» EXERCISE BRIEF
Copy out every item below line for line, leaving the pictures out.

Excerpts from a point labeling dataset

= = = =

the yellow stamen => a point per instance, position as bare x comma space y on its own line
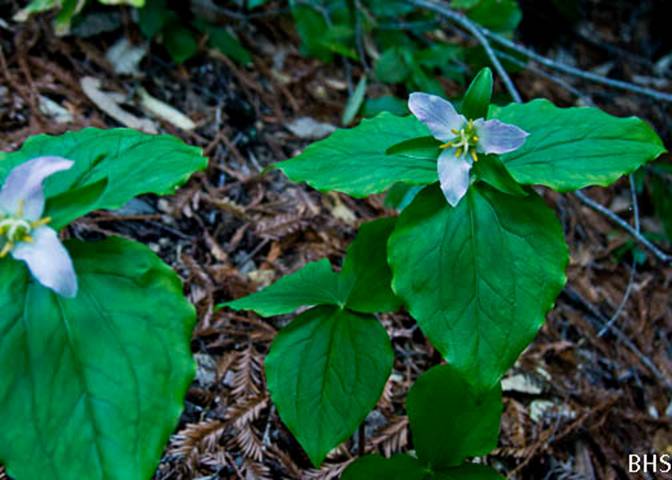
6, 249
41, 222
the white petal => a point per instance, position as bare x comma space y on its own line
499, 137
438, 114
454, 175
24, 184
48, 261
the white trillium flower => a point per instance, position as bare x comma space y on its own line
24, 232
462, 140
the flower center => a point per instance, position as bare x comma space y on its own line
15, 230
465, 141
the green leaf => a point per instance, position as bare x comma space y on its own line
153, 17
498, 15
226, 43
366, 275
492, 171
180, 42
465, 425
354, 103
423, 148
375, 467
477, 99
401, 195
325, 372
73, 203
468, 471
386, 103
661, 194
93, 387
314, 284
389, 8
354, 161
479, 278
572, 148
133, 163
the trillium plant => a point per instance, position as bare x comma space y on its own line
25, 232
462, 141
95, 353
475, 256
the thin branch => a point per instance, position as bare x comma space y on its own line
482, 34
476, 31
662, 256
547, 62
600, 320
633, 265
584, 98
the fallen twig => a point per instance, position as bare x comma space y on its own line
633, 265
586, 200
477, 32
482, 34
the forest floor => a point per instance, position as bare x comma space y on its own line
577, 402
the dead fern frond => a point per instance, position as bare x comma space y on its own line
250, 443
247, 378
329, 471
257, 471
196, 438
247, 411
279, 226
284, 459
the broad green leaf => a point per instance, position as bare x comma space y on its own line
153, 17
449, 420
314, 284
497, 15
354, 161
389, 8
366, 277
492, 171
401, 195
423, 148
572, 148
132, 3
325, 372
477, 99
660, 186
479, 278
354, 103
92, 387
468, 471
397, 467
133, 163
386, 103
62, 208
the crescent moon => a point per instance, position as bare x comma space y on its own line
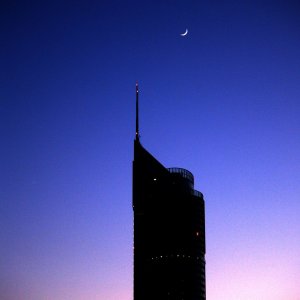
184, 34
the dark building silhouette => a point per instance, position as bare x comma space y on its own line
169, 230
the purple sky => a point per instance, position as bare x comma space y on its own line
222, 102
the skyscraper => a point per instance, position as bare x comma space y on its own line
169, 229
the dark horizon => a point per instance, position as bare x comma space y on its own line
221, 101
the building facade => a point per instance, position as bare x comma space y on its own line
169, 230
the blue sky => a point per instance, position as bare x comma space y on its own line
222, 102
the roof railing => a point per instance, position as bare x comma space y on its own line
183, 172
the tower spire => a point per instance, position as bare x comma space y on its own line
137, 133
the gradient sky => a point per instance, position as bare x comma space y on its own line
222, 102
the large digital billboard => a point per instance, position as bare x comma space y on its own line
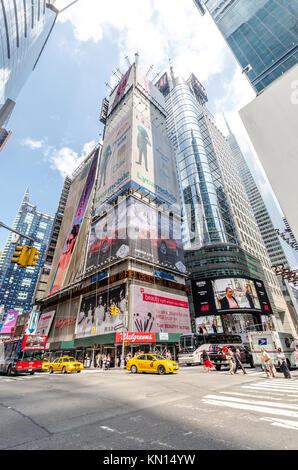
158, 311
228, 295
95, 317
133, 228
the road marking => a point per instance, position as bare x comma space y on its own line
246, 406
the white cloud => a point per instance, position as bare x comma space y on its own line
65, 160
33, 144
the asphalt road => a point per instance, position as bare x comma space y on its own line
109, 410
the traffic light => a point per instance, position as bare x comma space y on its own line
20, 256
33, 256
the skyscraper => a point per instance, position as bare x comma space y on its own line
25, 28
278, 251
17, 285
220, 232
261, 33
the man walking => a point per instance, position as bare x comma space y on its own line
238, 362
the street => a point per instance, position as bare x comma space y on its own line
117, 410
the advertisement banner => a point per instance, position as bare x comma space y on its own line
159, 311
44, 324
95, 317
136, 337
114, 169
9, 321
75, 228
135, 229
153, 161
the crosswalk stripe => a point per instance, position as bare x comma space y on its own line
257, 408
255, 402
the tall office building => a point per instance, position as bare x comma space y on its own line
220, 232
279, 252
25, 27
17, 285
118, 265
262, 34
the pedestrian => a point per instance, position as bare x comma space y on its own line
238, 362
207, 364
104, 361
283, 364
267, 364
231, 360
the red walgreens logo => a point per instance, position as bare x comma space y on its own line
136, 337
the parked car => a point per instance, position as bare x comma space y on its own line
151, 363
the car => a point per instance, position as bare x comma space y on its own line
217, 355
151, 363
65, 364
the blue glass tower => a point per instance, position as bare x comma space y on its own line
261, 33
17, 285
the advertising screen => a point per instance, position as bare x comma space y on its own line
229, 295
95, 317
9, 321
74, 229
158, 311
133, 228
44, 323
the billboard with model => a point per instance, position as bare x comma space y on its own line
95, 317
133, 228
158, 311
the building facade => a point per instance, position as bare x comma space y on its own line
17, 285
220, 232
125, 251
262, 35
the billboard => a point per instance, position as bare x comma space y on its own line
114, 168
158, 311
135, 229
44, 323
230, 295
74, 229
94, 316
9, 321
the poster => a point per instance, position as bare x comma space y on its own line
71, 239
95, 317
158, 311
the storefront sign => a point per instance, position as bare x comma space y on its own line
136, 337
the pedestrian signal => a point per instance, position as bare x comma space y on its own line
20, 256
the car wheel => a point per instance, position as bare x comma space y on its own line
163, 248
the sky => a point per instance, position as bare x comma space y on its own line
55, 122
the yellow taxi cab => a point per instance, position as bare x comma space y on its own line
65, 364
151, 363
45, 364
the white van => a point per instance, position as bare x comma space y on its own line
271, 341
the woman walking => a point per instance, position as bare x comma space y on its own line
207, 364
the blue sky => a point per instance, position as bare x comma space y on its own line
55, 121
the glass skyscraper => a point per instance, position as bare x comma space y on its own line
17, 285
261, 33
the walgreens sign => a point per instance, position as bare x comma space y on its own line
136, 337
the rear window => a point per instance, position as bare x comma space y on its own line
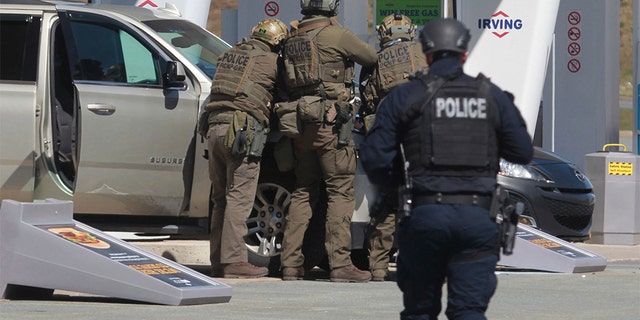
19, 41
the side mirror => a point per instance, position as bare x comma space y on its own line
175, 76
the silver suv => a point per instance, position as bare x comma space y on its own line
100, 105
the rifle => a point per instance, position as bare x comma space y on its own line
406, 189
506, 212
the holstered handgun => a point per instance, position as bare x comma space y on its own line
506, 213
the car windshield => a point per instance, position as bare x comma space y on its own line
199, 46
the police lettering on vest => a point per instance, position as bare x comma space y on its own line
395, 55
461, 107
234, 61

= = = =

» WRITTEN SOLUTION
the yellow stamen => a point per instance, position as bare x comma space y on its own line
6, 249
41, 222
the white petal => a point per instance, position as bare x comma space y on its own line
499, 137
438, 114
454, 175
24, 184
48, 261
the white trillium flower => a point per instance, position as bare x comma space y on its own line
24, 232
462, 140
the flower center => a point per instance, position as bare x comma space y on its own line
15, 230
465, 141
the green leaf => a point per instance, position as bare x comma space y on its own line
153, 17
498, 15
226, 43
366, 275
492, 171
180, 42
465, 425
354, 103
423, 148
375, 467
477, 99
401, 195
325, 372
73, 203
468, 471
386, 103
661, 194
93, 387
314, 284
389, 8
354, 161
479, 278
572, 148
133, 163
the trillium plant => a point per instance, position as bare x comma space y on its own line
25, 232
462, 141
95, 353
475, 256
the thin branch => a point per instance, position as bare x comma space y on its own line
482, 34
476, 31
662, 256
547, 62
600, 320
633, 265
584, 98
the fallen twig => a point per instance, position as bare x comma space y on its own line
633, 265
586, 200
477, 32
482, 34
the forest floor => a point per instance, position as bare x comma space y on its own line
577, 402
the dead fern frond => a point per instance, position as bare x comma space y on its own line
250, 443
247, 378
329, 471
257, 471
196, 438
247, 411
279, 226
284, 459
the broad green leaf => a point per instance, position as bare x comma space y on its own line
153, 17
449, 420
314, 284
497, 15
354, 161
389, 8
366, 277
492, 171
401, 195
423, 148
572, 148
132, 3
325, 372
477, 99
660, 186
479, 278
354, 103
92, 387
468, 471
397, 467
133, 163
386, 103
62, 208
the crescent moon => a point per instance, position as bare x comma space y on its own line
184, 34
the dark building silhouette => a point per instance, position as bare x comma space y on its own line
169, 230
the purple sky => a point per instance, position as bare x comma space y on its own line
222, 102
the skyscraper => a point per instance, position as bare x comma space y on its own line
169, 229
the dark horizon => a point per instance, position as bare x comma space y on its own line
221, 101
the building facade => a point per instance, position as bare x comma space y on its own line
169, 230
the blue sky => a point per instance, position as bare x comma space y on its own line
222, 102
the roof railing => a point per instance, position as bare x comma space y on its own line
183, 172
the tower spire => a point per instance, position as bare x comma space y on its own line
137, 133
the gradient sky => a point per instance, position as bare x comma space y on its own line
222, 102
the large digital billboard => a point per instance, position as bare x comma space y on its own line
158, 311
228, 295
95, 317
133, 228
the road marking => a point per instance, position as bare x comma space y on its own line
246, 406
the white cloud => a point per instance, position as bare x comma space y on its own line
65, 160
33, 144
the asphalt road => a point per instance, position as bare x comma space y on its own line
109, 410
the traffic light => a point per instance, position as bare x comma space y on its own line
20, 256
33, 256
the skyscraper => a point per instance, position as bare x comma space y on its own line
25, 28
278, 251
17, 285
220, 232
261, 33
the man walking => a point per instance, position as bare x comma space y on its own line
238, 362
the street => a point per instance, position as bare x comma space y on its own line
117, 410
the advertisement banner => a point per instance, position as bare x comma space y on its own line
159, 311
44, 324
95, 317
136, 337
114, 169
9, 321
75, 228
135, 229
153, 161
the crosswalk stripe => a point per instance, position as bare x comma space y on its own line
257, 408
255, 402
the tall office building => a point per instance, position as bare x comma space y on its own line
220, 232
279, 252
25, 27
17, 285
118, 265
262, 34
the pedestrian => a point per instance, position as bare x comma space y on its own line
238, 362
207, 364
104, 361
283, 364
267, 364
231, 360
the red walgreens logo => a point per instance, position as bare x comma space y on its own line
136, 337
the parked car => a point per instance, position as bare x comma space y on its own line
151, 363
the car => a point per instance, position as bare x comma space y on its own line
217, 355
151, 363
65, 364
the blue glass tower => a point per instance, position as bare x comma space y on its own line
261, 33
17, 285
the advertising screen => a point per instance, position as bare x comma space y on its own line
229, 295
95, 317
9, 321
74, 229
158, 311
133, 228
44, 323
the billboard with model => a point per instance, position as bare x comma space y on its own line
95, 317
133, 228
158, 311
the building facade => a point per instance, position as bare x comma space y on its own line
17, 285
220, 232
125, 251
262, 35
the billboard => a point per instance, position as bare x comma space y on its own line
114, 168
158, 311
135, 229
44, 323
230, 295
74, 229
94, 316
9, 321
the poster => a point per instance, position as bare x comma space y on its own line
71, 239
95, 317
158, 311
the storefront sign => a point per instance, position as bare x comma space y on its own line
136, 337
the pedestrian signal => a point per instance, position as bare x comma space y on its own line
20, 256
the car wheel => a point per instance, position as bare x comma space y on its own line
163, 248
the sky => a point per instance, position as bare x comma space y on its own line
55, 122
the yellow taxi cab => a point per instance, position as bare x comma space y on its own line
65, 364
151, 363
45, 364
the white van => a point per instance, position as bare x comma space y on its own line
271, 341
the woman walking => a point per instance, position as bare x comma space y on its own line
207, 364
the blue sky => a point per instance, position as bare x comma space y on its own line
55, 121
the glass skyscraper => a point per instance, position as bare x comma space y on its own line
17, 285
261, 33
the walgreens sign => a point per instance, position as bare x comma space y on its own line
136, 337
the rear window => a point per instance, position as bare x comma space y on its own line
19, 41
the side mirror => a point per instance, position as bare x comma space y on its own line
175, 76
the silver suv => a point per instance, position as bare x comma space y on its own line
100, 105
the rifle => a point per instance, position as bare x comma space y on its own line
406, 189
506, 212
the holstered handgun => a point per instance, position as bare x comma space y on its own line
506, 213
the car windshield => a point per instance, position as bare x comma space y on its own line
199, 46
the police lettering on vest => a point per instance, position as bare x comma space y on its own line
395, 55
461, 107
234, 61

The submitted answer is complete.